======== DOCUMENT PASSAGE ========
The XMage project exists out of many modules. Some of these modules are only made for testing the project like the Mage.Tests and the Mage.Verify modules. The Mage.Tests module consists of tests which cover multiple parts of the project like the server, client and AI but most of all the Mage Framework. These tests are there to make sure that the current functionality of the program does not change by any code changes. The Mage Verify module is more focused on testing the implementation of new cards. It checks all kinds of conditions like whether there are no duplicate cards or whether the card class names are correctly written.

Testing Procedures

In the XMage project it is not required to add tests for each new implemented card. However, if you make any changes in the Mage.Framework module it is required to properly test your code. Especially if you make any additions it is required to add the necessary tests to make sure your implementation doesn't break anything. This is why the Mage Framework is tested mostly by unit tests, where all the cards are mostly tested manually. When you do add a test, it is important that you add your test in the Mage.Tests module, that it is a JUnit test and that it properly builds in the Maven project.
======== DATA ROWS ========
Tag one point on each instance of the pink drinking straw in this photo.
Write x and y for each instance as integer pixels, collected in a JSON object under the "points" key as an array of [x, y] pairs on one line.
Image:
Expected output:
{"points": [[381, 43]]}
========
EXERCISE TASKS:
[1] Answer these questions about the XMage testing passage, one per line:
(a) Which module focuses on testing the implementation of new cards?
(b) Changes to which module require you to properly test your code?
(c) What kind of test must an added test be?
[2] What comes next in the XMage testing passage? Continue it from its final sentence.
The rows come from a separate source.

ANSWERS TO THE EXERCISES:
[1]
(a) The Mage.Verify module.
(b) The Mage.Framework module.
(c) A JUnit test.

[2]
Discussions about Technical Debt

In this section, we dive into the XMage Github to search for the discussion between the developers on the technical debt. First, the open issues are analyzed in terms of technical debt, and then we discuss the search results of TODO's [16] and FIXME's [17].

The developers of the XMage project did discuss some of their technical debt in Github issues [14]. Most of the issues related to the technical debt were raised 2 to 3 years ago, which are about the programming logic between some objects, the game logic, the cards management and the source code organization. However, some of developers who discovered the issues or joined the discussions are no longer active in the project, and the others decided to keep the current solutions. Recently, they have discussed about not implementing the illegal cards to prevent technical debt, since the illegal cards ask for the abilities that the system does not support [15].

Based on the fact that there are numerous outdated TODO's and FIXME's, it is highly suggested that an issue should be raised to discuss them. For example, for the ones which are still valid a schedule should be arranged and related developers should be assigned to solve them, the ones which do not affect the system anymore should be removed. Additionally, another issue should be created to schedule all the recently-added TODO's and FIXME's.

Evolution of Technical Debt

This section discusses the evolution of the technical debt in the system. First, the code base will be discussed, then the use of TODOs and finally the impact of the technical debt will be shortly described.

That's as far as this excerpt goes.